>> START
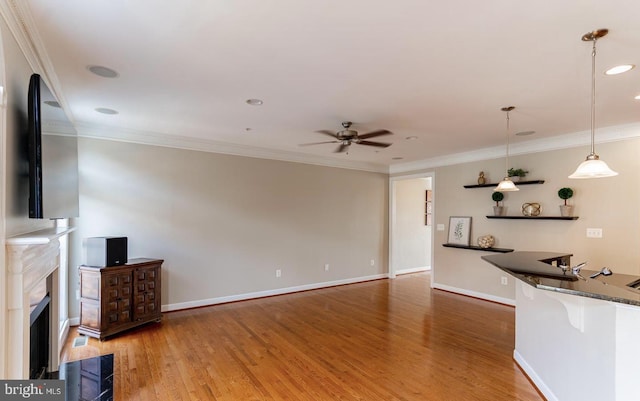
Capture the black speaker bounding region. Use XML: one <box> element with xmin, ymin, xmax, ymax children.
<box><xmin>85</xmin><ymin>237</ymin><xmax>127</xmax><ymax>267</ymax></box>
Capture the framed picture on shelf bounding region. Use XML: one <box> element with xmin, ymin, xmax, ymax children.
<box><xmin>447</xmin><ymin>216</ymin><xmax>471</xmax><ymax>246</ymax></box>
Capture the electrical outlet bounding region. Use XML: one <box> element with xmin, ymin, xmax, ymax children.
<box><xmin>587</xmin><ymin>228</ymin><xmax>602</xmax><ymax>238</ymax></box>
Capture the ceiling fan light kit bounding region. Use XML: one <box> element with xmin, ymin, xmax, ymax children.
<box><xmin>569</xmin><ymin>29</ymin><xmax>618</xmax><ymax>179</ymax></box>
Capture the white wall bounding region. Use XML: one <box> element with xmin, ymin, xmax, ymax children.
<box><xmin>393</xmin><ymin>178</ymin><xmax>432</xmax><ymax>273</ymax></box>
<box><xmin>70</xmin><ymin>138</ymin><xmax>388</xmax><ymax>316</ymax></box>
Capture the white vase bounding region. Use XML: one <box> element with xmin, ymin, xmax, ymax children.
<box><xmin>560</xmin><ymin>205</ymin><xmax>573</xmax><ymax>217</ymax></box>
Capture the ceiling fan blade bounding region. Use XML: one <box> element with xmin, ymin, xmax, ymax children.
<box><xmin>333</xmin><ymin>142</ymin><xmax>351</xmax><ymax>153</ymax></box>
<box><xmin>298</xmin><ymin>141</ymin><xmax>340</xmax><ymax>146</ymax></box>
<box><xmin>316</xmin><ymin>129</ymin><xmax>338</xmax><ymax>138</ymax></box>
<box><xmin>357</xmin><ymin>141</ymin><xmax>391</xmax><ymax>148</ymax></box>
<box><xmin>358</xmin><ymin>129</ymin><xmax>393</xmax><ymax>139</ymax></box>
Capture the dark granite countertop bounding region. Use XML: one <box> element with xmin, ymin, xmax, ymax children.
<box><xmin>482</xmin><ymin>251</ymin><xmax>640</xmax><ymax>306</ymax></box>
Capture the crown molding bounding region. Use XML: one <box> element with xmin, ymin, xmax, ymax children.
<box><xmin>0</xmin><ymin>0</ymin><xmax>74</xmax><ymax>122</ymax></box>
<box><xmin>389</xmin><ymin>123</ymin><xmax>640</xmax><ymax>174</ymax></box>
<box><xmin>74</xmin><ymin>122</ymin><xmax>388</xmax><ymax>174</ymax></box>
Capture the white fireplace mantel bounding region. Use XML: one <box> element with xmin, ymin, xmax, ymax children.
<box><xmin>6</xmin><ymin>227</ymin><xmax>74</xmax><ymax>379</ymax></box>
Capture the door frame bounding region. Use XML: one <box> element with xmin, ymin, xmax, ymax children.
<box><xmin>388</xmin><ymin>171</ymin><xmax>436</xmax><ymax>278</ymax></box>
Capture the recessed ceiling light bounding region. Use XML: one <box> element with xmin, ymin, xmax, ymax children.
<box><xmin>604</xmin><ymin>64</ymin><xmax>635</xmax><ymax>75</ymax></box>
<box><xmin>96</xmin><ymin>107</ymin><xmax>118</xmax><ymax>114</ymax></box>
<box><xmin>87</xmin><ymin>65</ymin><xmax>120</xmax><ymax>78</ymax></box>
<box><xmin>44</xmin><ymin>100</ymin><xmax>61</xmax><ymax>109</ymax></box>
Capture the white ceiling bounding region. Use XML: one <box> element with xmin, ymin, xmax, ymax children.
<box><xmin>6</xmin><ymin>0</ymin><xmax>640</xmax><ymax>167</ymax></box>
>> END
Requirements: Reproduce every record above with "bounding region" replaced by "bounding box" and nothing else changed. Leave the pictures out.

Output of the exercise:
Capture the black speaker bounding box. Use XML: one <box> element with xmin, ymin, xmax, ymax children.
<box><xmin>85</xmin><ymin>237</ymin><xmax>127</xmax><ymax>267</ymax></box>
Capture the framed picture on shelf bounding box. Use XML: one <box> element with xmin, ymin, xmax, ymax children.
<box><xmin>447</xmin><ymin>216</ymin><xmax>471</xmax><ymax>246</ymax></box>
Capture the electrical outlet bounding box. Use XML: one <box> element with xmin, ymin, xmax, ymax children.
<box><xmin>587</xmin><ymin>228</ymin><xmax>602</xmax><ymax>238</ymax></box>
Capture the ceiling fan light kit bounding box. Use XML: one <box> element with xmin, ymin, xmax, ymax children.
<box><xmin>569</xmin><ymin>29</ymin><xmax>618</xmax><ymax>179</ymax></box>
Capture the white wall bounding box. Use XML: one <box> element with xmin, ymin, xmax, ymax children.
<box><xmin>393</xmin><ymin>178</ymin><xmax>432</xmax><ymax>273</ymax></box>
<box><xmin>70</xmin><ymin>138</ymin><xmax>388</xmax><ymax>316</ymax></box>
Capture the white vase bounding box. Use XML: one <box> element with xmin, ymin, xmax, ymax children.
<box><xmin>560</xmin><ymin>205</ymin><xmax>573</xmax><ymax>217</ymax></box>
Capture the ceiling fan blade bounding box. Use XML: one <box> element with xmin, ymin, xmax, ymax children.
<box><xmin>333</xmin><ymin>142</ymin><xmax>351</xmax><ymax>153</ymax></box>
<box><xmin>298</xmin><ymin>141</ymin><xmax>340</xmax><ymax>146</ymax></box>
<box><xmin>316</xmin><ymin>129</ymin><xmax>338</xmax><ymax>138</ymax></box>
<box><xmin>357</xmin><ymin>141</ymin><xmax>391</xmax><ymax>148</ymax></box>
<box><xmin>358</xmin><ymin>129</ymin><xmax>393</xmax><ymax>139</ymax></box>
Capture the dark granite countertop bounding box. Use XML: one <box> element with xmin, ymin, xmax, ymax children.
<box><xmin>482</xmin><ymin>251</ymin><xmax>640</xmax><ymax>306</ymax></box>
Capture the crown molding bounding box. Use XML: one <box> element with xmin, ymin, xmax, ymax children.
<box><xmin>0</xmin><ymin>0</ymin><xmax>74</xmax><ymax>122</ymax></box>
<box><xmin>389</xmin><ymin>123</ymin><xmax>640</xmax><ymax>174</ymax></box>
<box><xmin>74</xmin><ymin>122</ymin><xmax>388</xmax><ymax>174</ymax></box>
Capture the white fireplace mantel bounding box. Use XML: one <box> element with xmin, ymin, xmax, ymax children.
<box><xmin>6</xmin><ymin>227</ymin><xmax>74</xmax><ymax>379</ymax></box>
Capture the door frame bounding box. Use XML: one <box> element with xmin, ymin, xmax, ymax children.
<box><xmin>388</xmin><ymin>171</ymin><xmax>436</xmax><ymax>278</ymax></box>
Capture the recessed ceiling light bounding box. Use XML: one <box> element with xmin, ymin, xmax, ymax children.
<box><xmin>604</xmin><ymin>64</ymin><xmax>635</xmax><ymax>75</ymax></box>
<box><xmin>96</xmin><ymin>107</ymin><xmax>118</xmax><ymax>114</ymax></box>
<box><xmin>87</xmin><ymin>65</ymin><xmax>120</xmax><ymax>78</ymax></box>
<box><xmin>44</xmin><ymin>100</ymin><xmax>61</xmax><ymax>109</ymax></box>
Capture the white ceiling bounding box. Use XML: one <box> element with xmin, ymin, xmax, ymax children.
<box><xmin>6</xmin><ymin>0</ymin><xmax>640</xmax><ymax>167</ymax></box>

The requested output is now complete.